[Stored records]

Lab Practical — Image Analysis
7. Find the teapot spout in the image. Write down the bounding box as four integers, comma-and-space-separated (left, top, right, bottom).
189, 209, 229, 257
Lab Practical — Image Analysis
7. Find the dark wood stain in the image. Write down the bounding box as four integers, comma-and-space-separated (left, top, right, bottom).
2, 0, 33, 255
* * *
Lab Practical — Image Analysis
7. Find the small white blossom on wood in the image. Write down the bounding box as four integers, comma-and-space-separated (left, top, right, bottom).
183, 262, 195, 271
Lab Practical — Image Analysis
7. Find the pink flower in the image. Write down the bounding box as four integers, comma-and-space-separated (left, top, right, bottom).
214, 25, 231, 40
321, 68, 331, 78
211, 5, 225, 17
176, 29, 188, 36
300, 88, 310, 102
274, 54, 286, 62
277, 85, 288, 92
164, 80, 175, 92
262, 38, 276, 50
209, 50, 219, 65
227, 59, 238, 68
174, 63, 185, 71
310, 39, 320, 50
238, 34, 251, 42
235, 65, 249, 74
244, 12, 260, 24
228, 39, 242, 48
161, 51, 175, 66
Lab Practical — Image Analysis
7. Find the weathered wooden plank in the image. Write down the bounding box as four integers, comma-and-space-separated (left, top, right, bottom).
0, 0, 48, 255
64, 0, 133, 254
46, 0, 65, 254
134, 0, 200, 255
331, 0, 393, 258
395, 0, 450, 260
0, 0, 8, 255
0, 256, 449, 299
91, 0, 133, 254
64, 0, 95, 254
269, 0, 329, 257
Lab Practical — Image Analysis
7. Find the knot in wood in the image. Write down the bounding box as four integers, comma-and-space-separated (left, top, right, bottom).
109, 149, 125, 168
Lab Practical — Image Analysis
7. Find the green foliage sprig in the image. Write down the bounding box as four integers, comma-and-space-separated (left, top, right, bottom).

| What the exercise asks |
Give only the lines from the one holding "7. Find the weathered" through the one holding "7. Find the green", each restated exactly as it appears above.

| Output for this task |
7. Find the weathered wooden plank in the image. Write down the bounding box as four integers, comma-and-space-separated (left, top, right, bottom).
0, 0, 48, 255
64, 0, 133, 254
46, 0, 65, 254
134, 0, 200, 255
331, 0, 393, 258
395, 0, 450, 260
0, 0, 8, 255
0, 256, 449, 299
91, 0, 133, 254
64, 0, 95, 254
269, 0, 329, 257
Lab Practical — Image Analysis
7. Find the knot in wood in the image. Write down the bounding box as four integers, comma-and-space-separated (left, top, right, bottom).
109, 149, 125, 168
Lab Practical — Image Analysis
7. Find the green foliage sprig in the image. Write down the bounding box as four integers, comma-and-space-separated (left, top, right, bottom).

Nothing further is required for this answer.